STATED PROBLEM - Copy the Chaplin forum thread from the words "Dr Morbius (Dr Morbius), Wednesday, 4 May 2005 18:57" through "vague and broad.", swapping "vague" for "hazy".

TEXT PASSAGE -
%%
Amateur(ist) (Amateur(ist)), Wednesday, 4 May 2005 17:40 (eighteen years ago) link

so yeah, actually i think you have a point. renoir in his autobio made the chaplin/commedia dell'arte connection pretty explicitly.

Amateur(ist) (Amateur(ist)), Wednesday, 4 May 2005 17:41 (eighteen years ago) link

American critics, maybe (Agee, e.g.), but what American filmmakers cited him? I don't see a lot of Chaplin influence in Hollywood after 1930 or so.

gypsy mothra (gypsy mothra), Wednesday, 4 May 2005 17:43 (eighteen years ago) link

(not disagreeing with the general premise of Chaplin's artistic stature, but i just wonder if it was more ascribed to him honorifically than actually borne out through overt influence)

gypsy mothra (gypsy mothra), Wednesday, 4 May 2005 17:45 (eighteen years ago) link

lubitsch (he was german, but his chaplin-influenced stuff was in hollywood), vidor, etc. but you know, you're probably right about his stature as an "auteur" being greater in europe.

Amateur(ist) (Amateur(ist)), Wednesday, 4 May 2005 17:50 (eighteen years ago) link

Chaplin's slapstick/gags have influenced every Hollywood comedy of the last 80 years. The suds, less so.

Dr Morbius (Dr Morbius), Wednesday, 4 May 2005 18:02 (eighteen years ago) link

not EVERY hollywood comedy.

s1ocki (slutsky), Wednesday, 4 May 2005 18:47 (eighteen years ago) link

At last we have someone to blame for Kangaroo Jack. DAMN YOU CHAPLIN!

n/a (Nick A.), Wednesday, 4 May 2005 18:48 (eighteen years ago) link

Just as you can't blame Zep for all the horseshit bands they 'inspired'...

Dr Morbius (Dr Morbius), Wednesday, 4 May 2005 18:49 (eighteen years ago) link

SEZ WHO?

n/a (Nick A.), Wednesday, 4 May 2005 18:55 (eighteen years ago) link

Oh, I do blame Zep for being a horseshit band themselves.

Chaplin (re)invented cinema comedy grammar, hence all who followed are influenced whether they know it or not. Similar to Griffith with melodramas and chase sequences.

Dr Morbius (Dr Morbius), Wednesday, 4 May 2005 18:57 (eighteen years ago) link

(re)invented cinema comedy grammar

how do you mean? as an assertion this is both vague and broad.

max linder's films have some very chaplin-esque qualities, pre-chaplin. though a search for precedents is neverending, almost by definition.

Amateur(ist) (Amateur(ist)), Wednesday, 4 May 2005 18:59 (eighteen years ago) link

Yes, certainly he didn't originate his entire style full-blown, but as he was the first auteur and superstar ... even *Keaton* acknowledged he influenced him, I think.

Chiefly, no predecessor incorporated gags, set pieces, etc into a dramatic narrative to the degree he did.
%%
EXTRACTED RECORDS -
%%
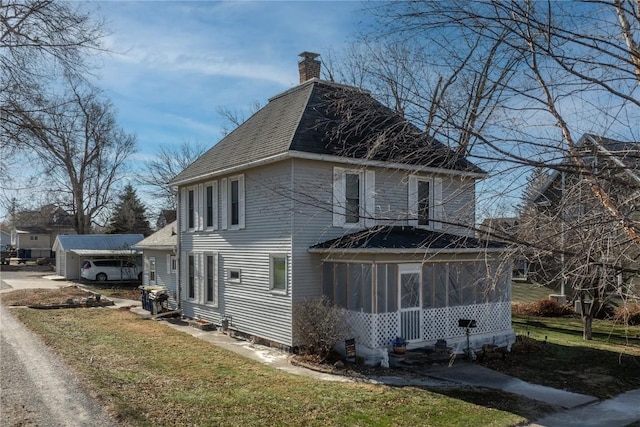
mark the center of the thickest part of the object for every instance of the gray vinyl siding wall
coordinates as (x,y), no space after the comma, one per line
(164,276)
(250,304)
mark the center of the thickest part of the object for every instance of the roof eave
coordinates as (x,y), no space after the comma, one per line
(405,251)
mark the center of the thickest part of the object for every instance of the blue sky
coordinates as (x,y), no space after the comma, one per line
(175,63)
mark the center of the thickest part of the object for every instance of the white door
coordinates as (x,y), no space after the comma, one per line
(410,297)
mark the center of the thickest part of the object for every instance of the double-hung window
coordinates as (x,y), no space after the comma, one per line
(425,202)
(210,205)
(278,273)
(211,278)
(353,198)
(191,276)
(233,202)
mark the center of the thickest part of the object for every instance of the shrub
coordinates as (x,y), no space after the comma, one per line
(628,314)
(320,325)
(542,308)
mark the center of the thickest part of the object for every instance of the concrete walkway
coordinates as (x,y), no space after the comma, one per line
(579,409)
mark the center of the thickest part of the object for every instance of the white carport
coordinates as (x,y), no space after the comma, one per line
(71,250)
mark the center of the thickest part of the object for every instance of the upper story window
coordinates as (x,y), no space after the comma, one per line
(424,195)
(353,198)
(425,201)
(233,202)
(210,205)
(191,209)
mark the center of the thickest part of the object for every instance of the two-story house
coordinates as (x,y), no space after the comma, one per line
(300,202)
(581,210)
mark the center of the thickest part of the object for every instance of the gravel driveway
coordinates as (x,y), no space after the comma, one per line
(36,388)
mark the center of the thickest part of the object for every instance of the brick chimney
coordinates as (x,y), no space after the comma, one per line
(309,66)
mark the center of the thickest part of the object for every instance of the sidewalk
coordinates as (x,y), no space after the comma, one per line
(579,409)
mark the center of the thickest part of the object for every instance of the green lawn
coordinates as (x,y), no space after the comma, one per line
(603,367)
(151,375)
(528,292)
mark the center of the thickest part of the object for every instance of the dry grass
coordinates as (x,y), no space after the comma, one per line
(151,375)
(26,297)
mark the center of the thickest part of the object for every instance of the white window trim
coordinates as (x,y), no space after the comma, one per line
(213,303)
(186,256)
(435,202)
(170,264)
(367,198)
(226,202)
(272,257)
(152,262)
(214,196)
(228,275)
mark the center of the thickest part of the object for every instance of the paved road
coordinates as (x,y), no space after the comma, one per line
(36,388)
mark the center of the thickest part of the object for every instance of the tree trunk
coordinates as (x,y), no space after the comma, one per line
(587,321)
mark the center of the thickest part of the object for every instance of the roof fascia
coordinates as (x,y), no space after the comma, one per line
(375,251)
(293,154)
(615,159)
(383,164)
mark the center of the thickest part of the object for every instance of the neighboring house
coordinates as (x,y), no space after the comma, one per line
(31,242)
(280,211)
(567,210)
(71,250)
(34,231)
(505,229)
(5,237)
(167,216)
(160,260)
%%
RESPONSE -
Dr Morbius (Dr Morbius), Wednesday, 4 May 2005 18:57 (eighteen years ago) link

(re)invented cinema comedy grammar

how do you mean? as an assertion this is both hazy and broad.